▸ Check your understanding:
1. Output the passage of the Vinyl review from "Through five episodes, there’s" up to and including "figure itself out.", copied word for word.
2. Answer these questions using the Vinyl review:
(a) How many episodes of Vinyl did HBO make available to critics?
(b) Which actor plays Lester Grimes?
(c) What role does Max Casella play?

▸ Excerpted passage:

Where Boardwalk was able to transcend its Godfather/Untouchables cosplay qualities was in the performances and the tight storytelling by Winter and company. That was a series that understood the strength of longform TV narrative and how to lay out different storylines over the course of a season so they would collide in devastating fashion at year’s end. That design also meant that Boardwalk seasons periodically dragged in the early and middle portions, and since HBO only made the first five Vinyls available to critics, I don’t know if Winter’s gifts at landing a season have carried through to the new series. So we’ll have to see.
As for the acting, Cannavale is giving a spectacular, full-throated performance as a character who’s annoying more often than not. Richie’s aware on some level that he’s a caricature – he narrates parts of the premiere, and confesses, “This is my story, clouded by lost brain cells, self-aggrandizement, and maybe a little bullshit” – and Cannavale fully commits to all the sweaty mania that’s the flavor of Richie’s particular mid-life crisis. But as impressive as the spectacle may be of a coke-addled Richie trying to turn a screening of Enter the Dragon into an interactive experience, a little of that goes a very long way, even as the character becomes defined almost entirely by his overindulgence. Cannavale is charismatic enough to hold the screen for long stretches where his face is the only thing in the frame, but even when Richie is having a quieter moment – say, reaching out to Lester Grimes (Ato Essandoh), a former blues musician fallen on hard times after they worked together years earlier – he seems perpetually on the verge of an explosion.
Wilde and Romano (who more than proved his dramatic acting chops on Men of a Certain Age and Parenthood) spend a lot of time reacting incredulously to Richie’s latest stunt, though both have scenes suggesting how much they can bring to the show if their characters ever start being defined by more than just their relationship to the lead. Playing someone relatively unconnected to Richie at the start of the series, Juno Temple has a little more room to maneuver (and plays well off of both James Jagger and Max Casella, as the label’s smug head of A&R), and there’s a livelier quality to her scenes.
Through five episodes, there’s an awful lot of excess in Vinyl, which perhaps makes sense for a show involving two icons of ’70s rock in Jagger and Scorsese. But all of Richie’s searching for the next idea, and all of the scenes involving the Nasty Bits or other rising forms of music, suggest a show that really wishes it could strip away all the glam and all the tropes and just do something simple and raw and powerful. With the talent involved, I’d love to see the punk rock version of Vinyl. As it is, this classic rock double album approach roars to life just often enough to work despite itself.
At one point, Richie decides to set up a sub-label, and explains, “The idea is new, and not fed through a machine so hard that you can’t feel the intestines of the artists and the music.” That spin on Vinyl could be incredible. This one still has to figure itself out.

Saved entries
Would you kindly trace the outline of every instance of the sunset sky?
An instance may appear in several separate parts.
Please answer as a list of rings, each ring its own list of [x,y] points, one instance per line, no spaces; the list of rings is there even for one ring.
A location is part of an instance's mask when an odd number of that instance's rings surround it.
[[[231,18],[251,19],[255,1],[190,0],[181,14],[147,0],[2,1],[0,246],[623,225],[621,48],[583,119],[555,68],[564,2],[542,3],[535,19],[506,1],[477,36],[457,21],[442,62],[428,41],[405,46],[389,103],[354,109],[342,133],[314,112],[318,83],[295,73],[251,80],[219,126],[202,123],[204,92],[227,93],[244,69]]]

▸ Expected outputs:
1.
Through five episodes, there’s an awful lot of excess in Vinyl, which perhaps makes sense for a show involving two icons of ’70s rock in Jagger and Scorsese. But all of Richie’s searching for the next idea, and all of the scenes involving the Nasty Bits or other rising forms of music, suggest a show that really wishes it could strip away all the glam and all the tropes and just do something simple and raw and powerful. With the talent involved, I’d love to see the punk rock version of Vinyl. As it is, this classic rock double album approach roars to life just often enough to work despite itself.
At one point, Richie decides to set up a sub-label, and explains, “The idea is new, and not fed through a machine so hard that you can’t feel the intestines of the artists and the music.” That spin on Vinyl could be incredible. This one still has to figure itself out.

2.
(a) Five.
(b) Ato Essandoh.
(c) The label's smug head of A&R.